## WHAT THE EXERCISE ASKS:
Where the records below begin, start copying, and stop after the line that contains "column 579, row 639"; reproduce every line exactly but omit pictures.

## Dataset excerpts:
+ + + +
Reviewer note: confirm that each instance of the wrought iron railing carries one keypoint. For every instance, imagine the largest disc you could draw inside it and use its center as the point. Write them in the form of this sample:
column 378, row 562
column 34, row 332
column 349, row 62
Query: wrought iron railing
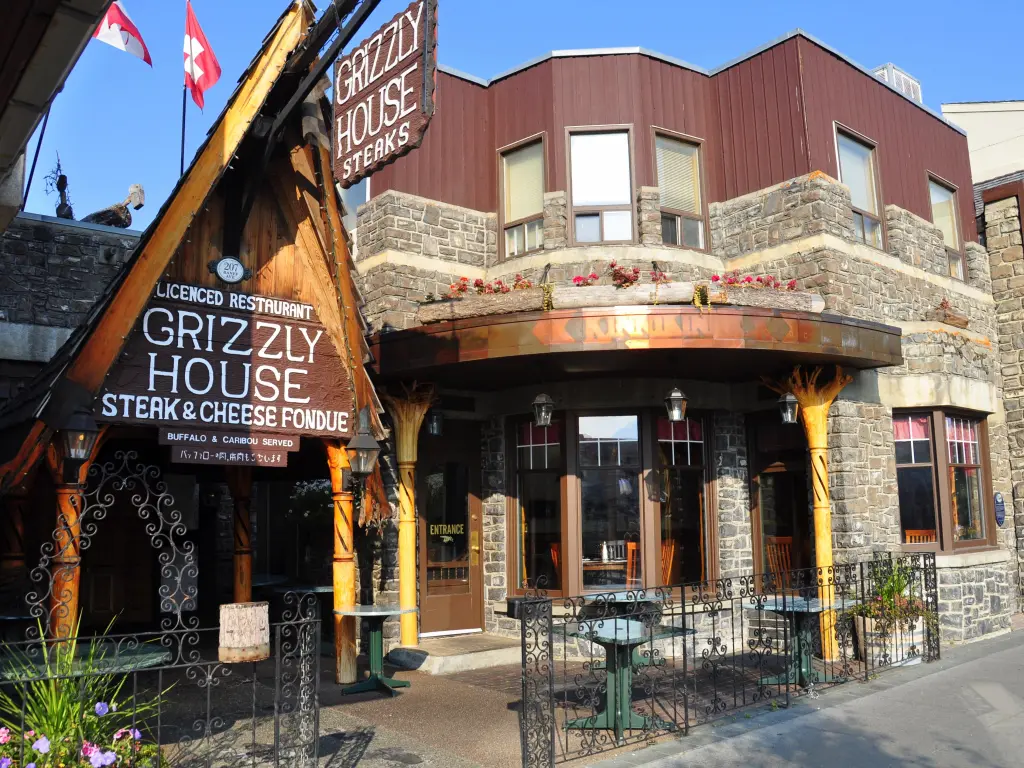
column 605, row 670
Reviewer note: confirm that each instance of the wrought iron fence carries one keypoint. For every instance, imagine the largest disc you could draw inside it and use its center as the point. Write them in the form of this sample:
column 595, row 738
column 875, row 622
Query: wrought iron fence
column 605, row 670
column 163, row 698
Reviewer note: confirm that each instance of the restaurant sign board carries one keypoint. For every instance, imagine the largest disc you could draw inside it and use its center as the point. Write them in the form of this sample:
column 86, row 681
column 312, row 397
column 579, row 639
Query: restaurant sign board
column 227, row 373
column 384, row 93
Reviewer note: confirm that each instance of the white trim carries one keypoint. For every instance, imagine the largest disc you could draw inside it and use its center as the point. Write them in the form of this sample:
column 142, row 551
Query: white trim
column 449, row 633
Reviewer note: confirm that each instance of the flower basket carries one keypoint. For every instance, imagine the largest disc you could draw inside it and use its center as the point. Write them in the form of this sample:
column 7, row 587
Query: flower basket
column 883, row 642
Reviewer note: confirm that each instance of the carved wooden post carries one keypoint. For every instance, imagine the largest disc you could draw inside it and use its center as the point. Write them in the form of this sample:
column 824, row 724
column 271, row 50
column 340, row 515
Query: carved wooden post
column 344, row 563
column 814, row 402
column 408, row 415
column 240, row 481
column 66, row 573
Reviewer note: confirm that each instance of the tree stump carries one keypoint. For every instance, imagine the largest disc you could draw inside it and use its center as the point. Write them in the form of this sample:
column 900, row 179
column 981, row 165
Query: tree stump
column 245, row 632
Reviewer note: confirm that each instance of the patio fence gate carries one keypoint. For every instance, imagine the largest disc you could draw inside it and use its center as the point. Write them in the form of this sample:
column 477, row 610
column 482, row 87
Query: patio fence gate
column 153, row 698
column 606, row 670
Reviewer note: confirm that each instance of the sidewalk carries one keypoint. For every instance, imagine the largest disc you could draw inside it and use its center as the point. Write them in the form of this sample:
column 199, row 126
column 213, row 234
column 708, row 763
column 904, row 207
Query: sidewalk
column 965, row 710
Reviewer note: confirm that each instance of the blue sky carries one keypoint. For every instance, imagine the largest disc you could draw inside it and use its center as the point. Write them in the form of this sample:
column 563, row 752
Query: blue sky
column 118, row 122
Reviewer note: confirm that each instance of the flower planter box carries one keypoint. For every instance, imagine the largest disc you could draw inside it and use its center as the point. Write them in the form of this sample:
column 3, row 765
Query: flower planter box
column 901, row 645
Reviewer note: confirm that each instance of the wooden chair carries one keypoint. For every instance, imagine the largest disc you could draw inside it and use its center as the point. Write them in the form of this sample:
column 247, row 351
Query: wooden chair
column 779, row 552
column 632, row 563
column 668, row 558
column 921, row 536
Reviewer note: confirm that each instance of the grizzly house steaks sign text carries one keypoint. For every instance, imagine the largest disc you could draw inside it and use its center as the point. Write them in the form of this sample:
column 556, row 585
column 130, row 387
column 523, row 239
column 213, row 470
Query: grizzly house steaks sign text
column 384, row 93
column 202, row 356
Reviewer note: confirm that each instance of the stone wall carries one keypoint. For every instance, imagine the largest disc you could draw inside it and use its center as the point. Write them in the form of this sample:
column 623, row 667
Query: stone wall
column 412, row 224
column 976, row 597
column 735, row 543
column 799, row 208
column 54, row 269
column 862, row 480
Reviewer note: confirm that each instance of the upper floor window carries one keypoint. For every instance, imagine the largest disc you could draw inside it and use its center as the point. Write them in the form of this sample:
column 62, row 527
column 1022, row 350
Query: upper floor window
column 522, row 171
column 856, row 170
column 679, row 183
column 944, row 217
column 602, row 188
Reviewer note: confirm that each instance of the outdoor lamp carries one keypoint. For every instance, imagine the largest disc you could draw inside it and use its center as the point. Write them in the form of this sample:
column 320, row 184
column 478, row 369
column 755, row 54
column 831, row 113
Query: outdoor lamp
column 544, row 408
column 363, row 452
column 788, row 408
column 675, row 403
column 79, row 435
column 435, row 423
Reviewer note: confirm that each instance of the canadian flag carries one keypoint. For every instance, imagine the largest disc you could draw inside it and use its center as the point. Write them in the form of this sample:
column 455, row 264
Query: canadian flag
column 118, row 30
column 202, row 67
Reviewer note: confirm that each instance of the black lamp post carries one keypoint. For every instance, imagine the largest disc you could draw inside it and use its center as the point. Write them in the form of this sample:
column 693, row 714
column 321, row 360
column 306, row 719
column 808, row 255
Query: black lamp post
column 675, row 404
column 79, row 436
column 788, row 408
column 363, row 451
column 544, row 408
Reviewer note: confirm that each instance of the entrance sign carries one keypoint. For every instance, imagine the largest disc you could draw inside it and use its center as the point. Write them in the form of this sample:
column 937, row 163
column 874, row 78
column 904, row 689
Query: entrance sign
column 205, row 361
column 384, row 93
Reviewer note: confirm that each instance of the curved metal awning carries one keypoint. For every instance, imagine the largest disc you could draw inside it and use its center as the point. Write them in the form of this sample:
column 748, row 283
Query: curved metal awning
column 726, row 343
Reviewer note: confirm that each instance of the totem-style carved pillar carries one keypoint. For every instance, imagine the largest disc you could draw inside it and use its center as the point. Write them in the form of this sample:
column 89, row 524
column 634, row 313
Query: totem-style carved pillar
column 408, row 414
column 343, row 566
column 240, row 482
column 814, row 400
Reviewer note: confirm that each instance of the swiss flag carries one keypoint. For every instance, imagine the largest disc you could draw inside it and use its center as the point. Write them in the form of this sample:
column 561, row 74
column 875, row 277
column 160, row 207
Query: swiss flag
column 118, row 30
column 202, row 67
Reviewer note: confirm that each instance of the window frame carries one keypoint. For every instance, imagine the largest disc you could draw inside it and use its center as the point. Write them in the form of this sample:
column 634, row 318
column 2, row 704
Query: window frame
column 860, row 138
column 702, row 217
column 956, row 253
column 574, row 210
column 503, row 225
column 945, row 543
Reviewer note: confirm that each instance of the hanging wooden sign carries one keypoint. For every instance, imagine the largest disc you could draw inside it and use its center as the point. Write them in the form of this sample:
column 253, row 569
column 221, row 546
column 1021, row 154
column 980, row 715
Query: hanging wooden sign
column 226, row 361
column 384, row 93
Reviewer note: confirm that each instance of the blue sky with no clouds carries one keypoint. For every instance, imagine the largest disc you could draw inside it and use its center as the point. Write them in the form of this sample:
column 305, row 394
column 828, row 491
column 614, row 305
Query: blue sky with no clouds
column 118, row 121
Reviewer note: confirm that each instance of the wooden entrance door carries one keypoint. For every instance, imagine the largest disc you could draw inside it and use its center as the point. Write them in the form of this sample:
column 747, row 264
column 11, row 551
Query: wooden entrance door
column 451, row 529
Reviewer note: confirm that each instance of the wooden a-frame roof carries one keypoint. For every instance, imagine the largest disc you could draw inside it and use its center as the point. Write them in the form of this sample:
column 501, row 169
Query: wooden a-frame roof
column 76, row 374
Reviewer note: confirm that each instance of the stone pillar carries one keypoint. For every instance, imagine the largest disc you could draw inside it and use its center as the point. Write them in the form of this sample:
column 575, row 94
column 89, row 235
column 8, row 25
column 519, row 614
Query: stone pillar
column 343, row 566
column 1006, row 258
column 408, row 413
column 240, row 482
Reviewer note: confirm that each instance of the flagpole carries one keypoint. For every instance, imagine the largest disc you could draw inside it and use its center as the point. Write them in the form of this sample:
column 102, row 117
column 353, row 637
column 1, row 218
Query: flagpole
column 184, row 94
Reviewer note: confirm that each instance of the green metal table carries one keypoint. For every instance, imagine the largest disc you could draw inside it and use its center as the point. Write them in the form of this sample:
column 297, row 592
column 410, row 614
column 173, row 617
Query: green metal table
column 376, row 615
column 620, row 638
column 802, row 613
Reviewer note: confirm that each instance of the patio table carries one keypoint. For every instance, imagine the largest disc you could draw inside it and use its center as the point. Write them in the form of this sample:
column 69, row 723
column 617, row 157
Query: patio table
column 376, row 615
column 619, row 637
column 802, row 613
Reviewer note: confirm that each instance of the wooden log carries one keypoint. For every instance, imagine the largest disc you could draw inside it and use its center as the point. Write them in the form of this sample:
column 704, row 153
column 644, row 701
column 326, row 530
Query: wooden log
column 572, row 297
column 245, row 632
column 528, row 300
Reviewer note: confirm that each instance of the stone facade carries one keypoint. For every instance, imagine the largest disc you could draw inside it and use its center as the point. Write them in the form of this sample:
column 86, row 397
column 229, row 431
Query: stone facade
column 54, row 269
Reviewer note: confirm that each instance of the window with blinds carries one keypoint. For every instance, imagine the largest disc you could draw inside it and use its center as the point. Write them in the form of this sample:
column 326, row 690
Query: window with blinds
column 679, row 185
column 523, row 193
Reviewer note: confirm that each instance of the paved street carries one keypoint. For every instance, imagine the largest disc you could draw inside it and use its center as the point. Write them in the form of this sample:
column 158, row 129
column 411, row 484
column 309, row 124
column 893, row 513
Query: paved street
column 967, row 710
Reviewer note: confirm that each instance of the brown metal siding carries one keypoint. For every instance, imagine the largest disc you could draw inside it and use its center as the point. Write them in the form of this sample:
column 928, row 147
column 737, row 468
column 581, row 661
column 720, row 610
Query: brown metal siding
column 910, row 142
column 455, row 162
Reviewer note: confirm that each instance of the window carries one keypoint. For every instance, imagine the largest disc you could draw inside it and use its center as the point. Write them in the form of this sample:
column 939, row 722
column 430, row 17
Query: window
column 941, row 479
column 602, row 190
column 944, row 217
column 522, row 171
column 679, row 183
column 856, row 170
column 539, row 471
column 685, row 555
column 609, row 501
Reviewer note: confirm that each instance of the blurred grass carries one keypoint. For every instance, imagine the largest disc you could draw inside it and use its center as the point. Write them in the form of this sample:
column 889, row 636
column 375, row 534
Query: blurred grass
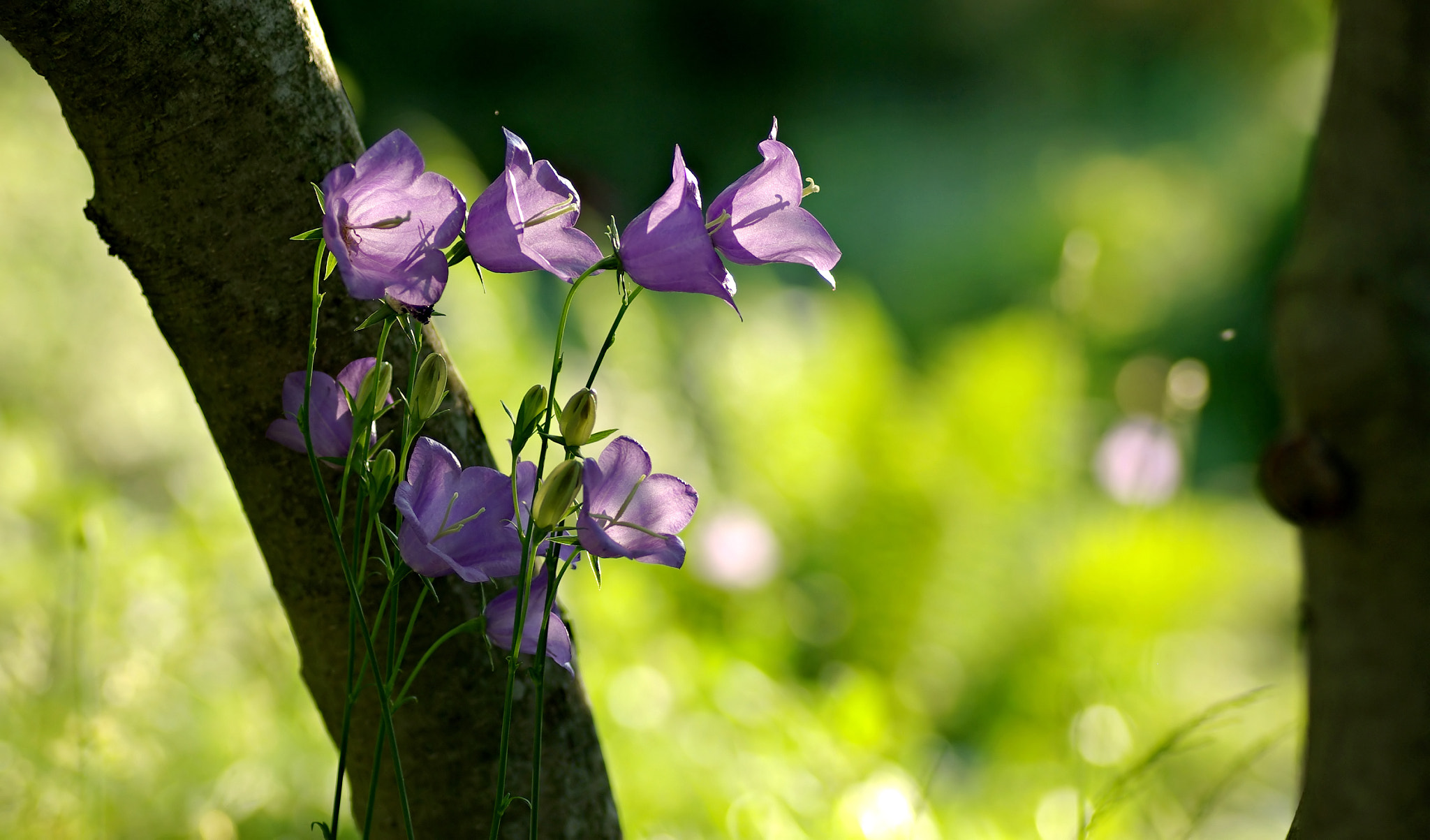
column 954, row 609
+ + + +
## EXPECTED ANSWER:
Reviewer note: confirm that each instance of the wrought iron railing carries one keypoint. For every instance, imagine the largest disc you could draw inside it and use its center as the point. Write them in the form of this sample:
column 378, row 562
column 34, row 332
column 349, row 62
Query: wrought iron railing
column 605, row 670
Reviewer note: confirm that each instance of the wrought iron fence carries one keypoint. For every instance, imagine the largest disc you could draw inside it and use its center as the point. Write them in the form of this sample:
column 595, row 738
column 875, row 622
Query: wrought iron fence
column 605, row 670
column 163, row 698
Reviewer note: confirm that each instance of the restaurant sign board carries one keypoint. For every instance, imagine the largest disc you could draw inside it and use its center as the point. Write them in the form of this sample:
column 86, row 681
column 312, row 397
column 579, row 639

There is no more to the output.